JOB ▸ Turn every line of the records below into one numbered list, leaving out any blank lines.

ENTRIES SHOWN ▸
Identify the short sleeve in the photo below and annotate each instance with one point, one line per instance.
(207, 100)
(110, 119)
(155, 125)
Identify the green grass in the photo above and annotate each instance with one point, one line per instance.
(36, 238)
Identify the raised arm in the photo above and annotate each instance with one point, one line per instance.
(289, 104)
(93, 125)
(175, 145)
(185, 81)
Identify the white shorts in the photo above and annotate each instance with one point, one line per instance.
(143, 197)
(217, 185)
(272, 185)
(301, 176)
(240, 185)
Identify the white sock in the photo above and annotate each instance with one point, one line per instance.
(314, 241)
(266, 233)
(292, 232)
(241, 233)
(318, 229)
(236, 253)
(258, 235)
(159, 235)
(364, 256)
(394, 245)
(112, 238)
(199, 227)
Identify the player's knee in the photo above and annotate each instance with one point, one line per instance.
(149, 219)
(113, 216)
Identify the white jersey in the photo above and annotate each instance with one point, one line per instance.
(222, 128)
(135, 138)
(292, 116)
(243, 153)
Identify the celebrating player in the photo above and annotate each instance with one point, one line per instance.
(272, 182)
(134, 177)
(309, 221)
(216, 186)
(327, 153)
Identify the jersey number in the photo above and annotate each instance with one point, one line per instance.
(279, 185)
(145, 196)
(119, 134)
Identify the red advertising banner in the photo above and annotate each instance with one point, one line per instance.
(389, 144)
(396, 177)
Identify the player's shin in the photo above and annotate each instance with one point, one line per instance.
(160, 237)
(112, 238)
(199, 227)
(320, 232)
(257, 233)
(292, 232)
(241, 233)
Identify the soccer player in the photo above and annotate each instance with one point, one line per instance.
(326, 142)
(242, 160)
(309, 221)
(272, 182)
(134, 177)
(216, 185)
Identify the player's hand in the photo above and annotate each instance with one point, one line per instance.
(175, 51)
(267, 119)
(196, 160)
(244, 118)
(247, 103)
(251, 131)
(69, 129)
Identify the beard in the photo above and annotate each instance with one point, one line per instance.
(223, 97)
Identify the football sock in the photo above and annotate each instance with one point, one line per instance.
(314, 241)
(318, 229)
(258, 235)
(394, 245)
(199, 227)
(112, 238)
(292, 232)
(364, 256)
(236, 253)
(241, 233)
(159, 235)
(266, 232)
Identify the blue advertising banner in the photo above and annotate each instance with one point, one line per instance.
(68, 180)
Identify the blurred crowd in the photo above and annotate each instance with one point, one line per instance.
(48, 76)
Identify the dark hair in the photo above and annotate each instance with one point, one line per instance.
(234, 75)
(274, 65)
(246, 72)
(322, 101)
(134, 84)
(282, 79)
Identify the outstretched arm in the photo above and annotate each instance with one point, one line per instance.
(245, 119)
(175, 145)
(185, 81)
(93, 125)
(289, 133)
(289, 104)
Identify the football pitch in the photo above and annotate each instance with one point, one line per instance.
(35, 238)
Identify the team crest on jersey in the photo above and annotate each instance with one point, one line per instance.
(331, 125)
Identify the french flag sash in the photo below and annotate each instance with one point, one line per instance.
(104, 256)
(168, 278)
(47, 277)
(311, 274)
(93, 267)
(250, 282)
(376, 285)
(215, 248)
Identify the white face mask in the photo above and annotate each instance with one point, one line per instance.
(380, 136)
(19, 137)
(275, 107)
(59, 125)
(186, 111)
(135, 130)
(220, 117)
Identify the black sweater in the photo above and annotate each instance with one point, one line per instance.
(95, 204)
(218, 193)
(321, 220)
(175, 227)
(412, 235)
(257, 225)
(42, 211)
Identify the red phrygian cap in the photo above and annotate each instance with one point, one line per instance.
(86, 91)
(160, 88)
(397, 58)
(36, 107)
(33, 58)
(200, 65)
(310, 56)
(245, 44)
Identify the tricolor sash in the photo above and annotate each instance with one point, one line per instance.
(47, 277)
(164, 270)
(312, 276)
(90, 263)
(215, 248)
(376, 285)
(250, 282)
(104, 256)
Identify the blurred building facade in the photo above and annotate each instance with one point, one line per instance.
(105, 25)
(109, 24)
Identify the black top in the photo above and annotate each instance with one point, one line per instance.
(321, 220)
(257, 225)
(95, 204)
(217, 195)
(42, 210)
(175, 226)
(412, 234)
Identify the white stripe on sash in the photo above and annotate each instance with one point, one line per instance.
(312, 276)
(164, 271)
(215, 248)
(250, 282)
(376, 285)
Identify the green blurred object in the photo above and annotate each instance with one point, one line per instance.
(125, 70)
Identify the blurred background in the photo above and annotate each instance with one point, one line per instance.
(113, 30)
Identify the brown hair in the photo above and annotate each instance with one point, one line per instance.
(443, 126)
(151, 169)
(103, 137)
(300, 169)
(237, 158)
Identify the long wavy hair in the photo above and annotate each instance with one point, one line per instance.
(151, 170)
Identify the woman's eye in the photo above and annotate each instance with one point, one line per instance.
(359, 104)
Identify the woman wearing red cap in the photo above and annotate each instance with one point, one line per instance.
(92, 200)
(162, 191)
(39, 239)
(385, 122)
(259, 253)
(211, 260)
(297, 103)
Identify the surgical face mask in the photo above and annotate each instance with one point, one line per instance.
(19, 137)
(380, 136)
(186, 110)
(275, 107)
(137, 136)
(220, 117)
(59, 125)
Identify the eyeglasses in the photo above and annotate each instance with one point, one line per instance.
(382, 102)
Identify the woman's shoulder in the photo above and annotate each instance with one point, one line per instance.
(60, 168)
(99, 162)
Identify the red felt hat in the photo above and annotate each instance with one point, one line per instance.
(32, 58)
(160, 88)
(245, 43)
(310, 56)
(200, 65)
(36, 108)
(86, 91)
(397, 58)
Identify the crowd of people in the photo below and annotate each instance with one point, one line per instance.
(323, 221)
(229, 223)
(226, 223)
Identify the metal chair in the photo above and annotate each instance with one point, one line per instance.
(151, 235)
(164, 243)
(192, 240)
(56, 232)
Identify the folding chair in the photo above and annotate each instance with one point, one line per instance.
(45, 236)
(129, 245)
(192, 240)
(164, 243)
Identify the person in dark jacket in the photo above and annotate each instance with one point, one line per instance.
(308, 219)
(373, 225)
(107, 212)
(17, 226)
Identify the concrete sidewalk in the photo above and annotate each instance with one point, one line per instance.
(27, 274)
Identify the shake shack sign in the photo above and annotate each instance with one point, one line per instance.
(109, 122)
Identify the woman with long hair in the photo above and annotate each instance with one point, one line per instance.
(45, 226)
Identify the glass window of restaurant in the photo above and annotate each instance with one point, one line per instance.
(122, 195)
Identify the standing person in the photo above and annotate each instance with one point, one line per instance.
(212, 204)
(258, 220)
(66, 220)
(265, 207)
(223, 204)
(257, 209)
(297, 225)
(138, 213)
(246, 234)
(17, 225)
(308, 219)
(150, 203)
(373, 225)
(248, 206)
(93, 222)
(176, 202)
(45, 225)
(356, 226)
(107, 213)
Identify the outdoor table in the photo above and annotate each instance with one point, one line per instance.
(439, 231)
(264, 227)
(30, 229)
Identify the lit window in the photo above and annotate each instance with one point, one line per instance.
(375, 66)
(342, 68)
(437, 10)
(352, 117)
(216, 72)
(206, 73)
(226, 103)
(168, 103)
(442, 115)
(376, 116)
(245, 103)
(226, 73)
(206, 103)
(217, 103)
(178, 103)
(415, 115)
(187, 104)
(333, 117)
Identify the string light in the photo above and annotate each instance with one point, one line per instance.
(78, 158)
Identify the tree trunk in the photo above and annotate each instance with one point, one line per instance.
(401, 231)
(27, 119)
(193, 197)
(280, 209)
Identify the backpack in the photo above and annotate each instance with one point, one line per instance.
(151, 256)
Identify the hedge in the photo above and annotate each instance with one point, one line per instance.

SOLUTION TO THIS TASK ▸
1. Identify the short sleeve in the photo below and annotate each instance with one point, one line per instance.
2. (207, 100)
3. (110, 119)
4. (155, 125)
5. Identify the green grass in the photo above and annotate each instance with one point, one line per instance.
6. (36, 238)
7. Identify the raised arm in the photo above and annotate each instance with one point, one line per instance.
8. (289, 104)
9. (93, 125)
10. (175, 145)
11. (185, 81)
12. Identify the white shorts in the photo above and annotate each instance with one point, one line per instance.
13. (143, 197)
14. (217, 185)
15. (272, 185)
16. (301, 176)
17. (240, 185)
18. Identify the white sock in the photo above and annotate each instance with one point, one line per instance.
19. (314, 241)
20. (266, 233)
21. (292, 232)
22. (241, 233)
23. (318, 229)
24. (236, 253)
25. (258, 235)
26. (159, 235)
27. (364, 256)
28. (394, 245)
29. (112, 238)
30. (199, 227)
31. Identify the player's knee in the photo above and annotate each instance with one point, one line per instance.
32. (149, 219)
33. (113, 216)
34. Identify the white jersey in the photo above and annotate each instance with one point, one line per instance.
35. (222, 128)
36. (135, 138)
37. (292, 116)
38. (243, 153)
39. Identify the celebrating player in the photo above and annotate each instance with one point, one line per instance.
40. (272, 182)
41. (134, 177)
42. (309, 221)
43. (216, 186)
44. (327, 153)
45. Identify the jersey number in the photo above and annotate each instance with one point, one line per instance.
46. (279, 185)
47. (145, 196)
48. (119, 134)
49. Identify the red advertising banner in the photo above and annotate each instance with one point, one line per instance.
50. (389, 144)
51. (396, 177)
52. Identify the player's shin in the photo above and annotate each instance with one point, one line per instance.
53. (160, 237)
54. (112, 238)
55. (199, 227)
56. (320, 232)
57. (257, 233)
58. (292, 232)
59. (241, 233)
60. Identify the soccer player in the photo above and annotate each instance with one point, one line per instance.
61. (326, 142)
62. (242, 160)
63. (309, 221)
64. (272, 182)
65. (134, 177)
66. (216, 185)
67. Identify the player's hand in the photo above and annotate each instance with one point, one line per instance.
68. (175, 51)
69. (267, 119)
70. (196, 160)
71. (244, 118)
72. (247, 103)
73. (251, 131)
74. (69, 129)
75. Identify the beard in the photo above and annotate each instance with one point, one line per instance.
76. (223, 97)
77. Identify the football sock in the photo above and annotate each instance with one point, one line per instance.
78. (314, 241)
79. (318, 229)
80. (258, 235)
81. (394, 245)
82. (199, 227)
83. (112, 238)
84. (292, 232)
85. (364, 256)
86. (236, 253)
87. (241, 233)
88. (159, 235)
89. (266, 232)
90. Identify the blue advertising banner in the photo above and annotate each instance with one point, one line per instance.
91. (68, 180)
92. Identify the blurred crowd in the photo above and annotate each instance with one point, one line per instance.
93. (48, 76)
94. Identify the dark hair in the photo above and annotate each instance with one point, one line per instance.
95. (234, 75)
96. (274, 65)
97. (246, 72)
98. (322, 101)
99. (134, 84)
100. (282, 79)
101. Identify the outstretched arm in the photo above and annotate each instance with one point, one line per instance.
102. (245, 119)
103. (175, 145)
104. (185, 81)
105. (93, 125)
106. (289, 133)
107. (289, 104)
108. Identify the football pitch in the photo above and annotate each instance with one point, one line per instance.
109. (35, 238)
110. Identify the team crest on jersey in the photo above and annotate each instance with one point, one line per instance.
111. (331, 125)
112. Identify the french flag sash in the photo below and annotate each instance with one point, one line per instance.
113. (104, 256)
114. (168, 278)
115. (47, 277)
116. (311, 274)
117. (93, 267)
118. (250, 282)
119. (376, 285)
120. (215, 248)
121. Identify the white face mask in the photo above and annotate each instance with one point, one line per instance.
122. (380, 136)
123. (19, 137)
124. (275, 107)
125. (59, 125)
126. (186, 111)
127. (135, 130)
128. (220, 117)
129. Identify the black sweater in the photo above and annotate each instance with one point, one line per instance.
130. (95, 204)
131. (218, 193)
132. (321, 220)
133. (175, 227)
134. (412, 235)
135. (257, 225)
136. (42, 211)
137. Identify the red phrygian cap in the photo above and annotate each instance with one point, one line per instance.
138. (86, 91)
139. (160, 88)
140. (397, 58)
141. (36, 107)
142. (33, 58)
143. (200, 65)
144. (310, 56)
145. (245, 44)
146. Identify the tricolor sash in the photo above and annotate each instance with one point, one line per instance.
147. (47, 277)
148. (164, 270)
149. (312, 276)
150. (90, 263)
151. (215, 248)
152. (376, 285)
153. (250, 282)
154. (104, 256)
155. Identify the blurred building facade in the photo above and annotate each instance with one point, one line per instance.
156. (105, 25)
157. (109, 24)
158. Identify the black top in the photo above and annotate each instance with one point, one line per instance.
159. (321, 220)
160. (257, 225)
161. (95, 204)
162. (217, 195)
163. (42, 210)
164. (175, 226)
165. (412, 234)
166. Identify the white stripe on sash in the photo above and annotate each instance with one point, one line per instance.
167. (312, 276)
168. (164, 271)
169. (215, 248)
170. (250, 282)
171. (376, 285)
172. Identify the green blurred object in the photo above and annotate each instance with one point, one line per instance.
173. (125, 70)
174. Identify the blurred background in the photo above and annotate each instance with one point, one line per instance.
175. (113, 30)
176. Identify the brown hair in the photo above and annotate each instance with one point, one line per instance.
177. (443, 126)
178. (151, 169)
179. (103, 137)
180. (300, 169)
181. (237, 158)
182. Identify the long wavy hair in the photo above and annotate each instance with one point, one line per instance.
183. (151, 170)
184. Identify the woman's eye in the photo above and annotate each instance with one point, one line per instance.
185. (359, 104)
186. Identify the woman wearing red cap in the photo above and annotate each instance with one point, one line per instance.
187. (92, 200)
188. (162, 191)
189. (39, 239)
190. (385, 122)
191. (259, 253)
192. (211, 260)
193. (297, 103)
194. Identify the surgical face mask in the photo above and annotate each instance with one point, one line per instance.
195. (19, 137)
196. (380, 136)
197. (186, 110)
198. (275, 107)
199. (137, 136)
200. (220, 117)
201. (59, 125)
202. Identify the eyeglasses in the photo above and annotate each instance with one point, one line per instance.
203. (382, 102)
204. Identify the woman's shoulder in the photo above and annotate each instance with one point, one line per instance.
205. (60, 168)
206. (99, 162)
207. Identify the red felt hat in the photo above and annotate each instance with one point, one line per instance.
208. (32, 58)
209. (160, 88)
210. (245, 43)
211. (310, 56)
212. (200, 65)
213. (36, 108)
214. (86, 91)
215. (397, 58)
216. Identify the crowd of people in the photo below and annotate each instance with one point, one line per instance.
217. (323, 221)
218. (229, 223)
219. (226, 223)
220. Identify the metal chair in the photo above and annotate each instance with one point, one line per instance.
221. (151, 235)
222. (164, 243)
223. (192, 240)
224. (56, 232)
225. Identify the folding chair in the photo above and annotate each instance with one point, one line per instance.
226. (45, 236)
227. (129, 245)
228. (192, 240)
229. (164, 243)
230. Identify the person in dark jacket in the photo above and annotate each instance with one point, one line per instance.
231. (308, 219)
232. (373, 225)
233. (107, 212)
234. (17, 226)
235. Identify the concrete sidewalk in the photo above and annotate each instance with one point, one line per instance.
236. (27, 274)
237. Identify the shake shack sign in the photo above and annotate each instance with one point, one line per instance.
238. (109, 122)
239. Identify the woman with long hair in the photo above and annotate each instance with one point, one line per instance.
240. (45, 226)
241. Identify the glass window of restaurant in the photo above and annotate each instance with one point, one line per instance.
242. (122, 195)
243. Identify the standing person in the photo above and annotate each instance with one point, one line per instance.
244. (212, 204)
245. (258, 220)
246. (66, 220)
247. (265, 207)
248. (223, 204)
249. (257, 209)
250. (297, 225)
251. (138, 213)
252. (246, 234)
253. (17, 225)
254. (308, 219)
255. (150, 203)
256. (373, 225)
257. (248, 206)
258. (93, 222)
259. (176, 202)
260. (45, 225)
261. (356, 226)
262. (107, 213)
263. Identify the outdoor table in the photo above and annotate each instance with one point, one line per instance.
264. (439, 231)
265. (264, 227)
266. (30, 229)
267. Identify the lit window in the photo above and annotate each instance with one point, one line per instance.
268. (375, 66)
269. (342, 68)
270. (437, 10)
271. (352, 117)
272. (216, 72)
273. (206, 73)
274. (226, 103)
275. (168, 103)
276. (442, 115)
277. (376, 116)
278. (245, 103)
279. (226, 73)
280. (206, 103)
281. (217, 103)
282. (178, 103)
283. (415, 115)
284. (187, 104)
285. (333, 117)
286. Identify the string light in the photo above and annotate each instance with one point, one line per instance.
287. (78, 158)
288. Identify the tree trunk in the photo above and annotate each instance with one point, one line per instance.
289. (401, 231)
290. (27, 119)
291. (193, 197)
292. (280, 209)
293. Identify the backpack in the photo above and annotate each instance with one point, one line per instance.
294. (151, 256)
295. Identify the hedge in the photo above and annotate each instance with one point, one line per instance.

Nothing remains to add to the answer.